**EXERCISE GOAL:** Copy every entry below word for word, but leave out the pictures.

**WORKING DATA:**
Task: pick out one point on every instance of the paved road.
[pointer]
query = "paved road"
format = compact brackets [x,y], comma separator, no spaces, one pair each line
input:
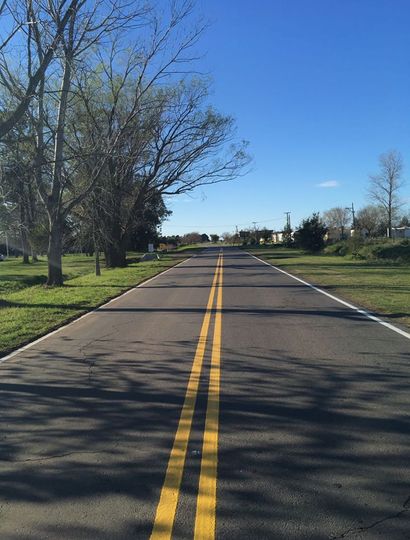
[312,400]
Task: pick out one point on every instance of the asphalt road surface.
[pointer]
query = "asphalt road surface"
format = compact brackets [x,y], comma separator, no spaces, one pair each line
[222,399]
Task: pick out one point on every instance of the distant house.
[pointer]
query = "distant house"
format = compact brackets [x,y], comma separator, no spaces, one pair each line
[400,232]
[334,234]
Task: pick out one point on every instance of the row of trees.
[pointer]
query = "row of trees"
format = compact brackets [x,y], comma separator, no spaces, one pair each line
[100,119]
[384,193]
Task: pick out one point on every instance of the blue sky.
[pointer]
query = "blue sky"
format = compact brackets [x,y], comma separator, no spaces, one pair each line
[320,88]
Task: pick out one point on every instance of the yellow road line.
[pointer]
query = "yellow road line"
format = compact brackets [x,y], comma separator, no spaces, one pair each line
[205,520]
[166,509]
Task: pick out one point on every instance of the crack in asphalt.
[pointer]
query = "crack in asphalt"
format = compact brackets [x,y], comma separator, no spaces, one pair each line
[405,506]
[54,456]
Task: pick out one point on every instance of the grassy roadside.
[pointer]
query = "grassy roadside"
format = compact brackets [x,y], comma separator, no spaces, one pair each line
[29,310]
[381,287]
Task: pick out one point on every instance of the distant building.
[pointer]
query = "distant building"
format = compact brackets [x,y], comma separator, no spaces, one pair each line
[277,237]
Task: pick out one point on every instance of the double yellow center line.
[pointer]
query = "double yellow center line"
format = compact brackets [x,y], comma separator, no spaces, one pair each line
[205,520]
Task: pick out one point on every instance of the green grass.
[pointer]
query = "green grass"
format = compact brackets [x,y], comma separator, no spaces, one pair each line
[29,310]
[381,287]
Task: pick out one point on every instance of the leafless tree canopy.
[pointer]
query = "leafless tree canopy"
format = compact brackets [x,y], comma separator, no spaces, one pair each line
[385,185]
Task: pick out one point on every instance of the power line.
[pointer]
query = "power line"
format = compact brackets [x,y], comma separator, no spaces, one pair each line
[244,224]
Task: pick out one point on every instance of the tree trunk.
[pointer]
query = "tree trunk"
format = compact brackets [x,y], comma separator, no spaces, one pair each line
[55,271]
[97,263]
[24,246]
[34,256]
[23,235]
[115,251]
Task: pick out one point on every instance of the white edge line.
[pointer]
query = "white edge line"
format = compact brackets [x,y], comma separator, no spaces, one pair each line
[350,306]
[42,338]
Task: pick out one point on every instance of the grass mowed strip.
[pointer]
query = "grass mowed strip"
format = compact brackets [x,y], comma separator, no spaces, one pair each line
[28,311]
[380,287]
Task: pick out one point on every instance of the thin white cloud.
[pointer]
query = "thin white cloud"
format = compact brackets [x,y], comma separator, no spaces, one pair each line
[329,184]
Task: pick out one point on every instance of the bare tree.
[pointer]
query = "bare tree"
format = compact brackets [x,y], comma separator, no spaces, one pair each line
[172,142]
[22,19]
[87,25]
[338,218]
[371,219]
[385,186]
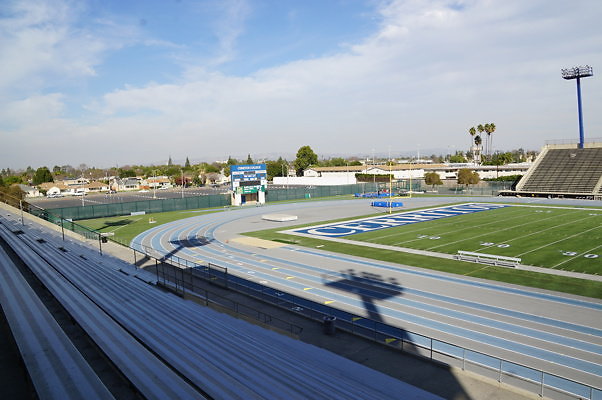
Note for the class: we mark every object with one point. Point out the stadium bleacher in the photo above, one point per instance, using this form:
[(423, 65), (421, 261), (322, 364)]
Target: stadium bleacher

**PROBLEM SOLUTION:**
Task: pick out one point on every instance of the paved road.
[pointer]
query = "paved road"
format = compact brackets [x,y], comma separator, no spaces, one pair each line
input:
[312,400]
Task: pick out one point on every instance of the asphalt road surface.
[pointer]
query = "asphalt road surface"
format = compact brackets [x,y], comma separator, no spaces, one pair each line
[222,399]
Task: pick out one point on every instance of the distant house.
[pointer]
query = "distant house"
format = compact brackets [x,y], comma separator, no spaces, one pair each line
[400,232]
[334,234]
Task: pick out one point on every instance of the row of trees.
[pointer]
query = "row of trees"
format = compact brackets [x,y], comma separator, no spaces, one pair each line
[100,119]
[384,193]
Task: pick out one point on every instance of the blue sky.
[pointer]
query = "blue sky"
format = compact brackets [x,y], comma separator, no spaces, one pair each line
[320,88]
Task: pick out one point on every instance of the yellow road line.
[pointer]
query = "yellow road line"
format = compact brackets [x,y], comma separator, no spaces, one pair each line
[205,520]
[166,509]
Task: pick out one point on every instance of the crack in asphalt.
[pointer]
query = "crack in asphalt"
format = compact brackets [x,y], comma separator, no spaces, one pair each line
[405,506]
[54,456]
Task: pick out one point on every instance of the grassy roadside.
[pointer]
query = "grassy roadside"
format = compact brackets [x,y], comma separator, no spaces, one pair each line
[29,310]
[381,287]
Task: pick out one point on every instance of the distant building.
[pointer]
query = "distant building"
format = compact brackets [x,y], comma separator, no spaces, one pair each line
[277,237]
Task: pick out one point on every instance of the double yellow center line.
[pointer]
query = "double yellow center line"
format = compact brackets [x,y], comma separator, no spaces, one pair each line
[205,520]
Task: pick out one point on every instance of the green grass.
[pointer]
query = "green grass"
format = compact brackets [x,y], comma separator, no spaces, one pair each line
[29,310]
[381,287]
Task: pick out one point on every instance of the leafless tree canopy.
[pointer]
query = "leafless tree canopy"
format = compact brackets [x,y], comma separator, no spaces, one pair each line
[385,185]
Task: pick out one point on every instance of the power line.
[pointer]
query = "power line"
format = compact brackets [x,y], comma separator, no spaces, one pair each line
[244,224]
Task: pick out one point on every instance of the tree trunk.
[pointer]
query = "tree trunk"
format = compact brackets [x,y], comma separator, no spaces, one pair each line
[55,271]
[97,263]
[24,246]
[34,256]
[23,235]
[115,251]
Task: pick out one point on every instance of the white edge line.
[pointer]
query = "white edge line"
format = compact brackets [x,y], comma separator, no spaces, one pair each line
[350,306]
[42,338]
Task: pick out one point on every instance of the grass mowed strip.
[pointer]
query = "grass mowed strip"
format = compact brackets [x,y], comma separator, no spaces, one pair each line
[28,311]
[380,287]
Task: pick out one point on every instance of the thin white cloud.
[pointer]
query = "thin white cloud"
format = compact brackets [x,y], comma separator, no spaces, one pair each line
[329,184]
Task: pick out one point on every instance of the bare tree.
[pointer]
query = "bare tree"
format = compact brackets [x,y], comma separator, no spaces, one pair each line
[172,142]
[22,19]
[87,25]
[338,218]
[371,219]
[385,186]
Note for the class: we mark every object with one point. Point out the stadium bleacher in the photo above, one point per instance, using this form:
[(423, 65), (421, 261), (322, 364)]
Target: stadium bleacher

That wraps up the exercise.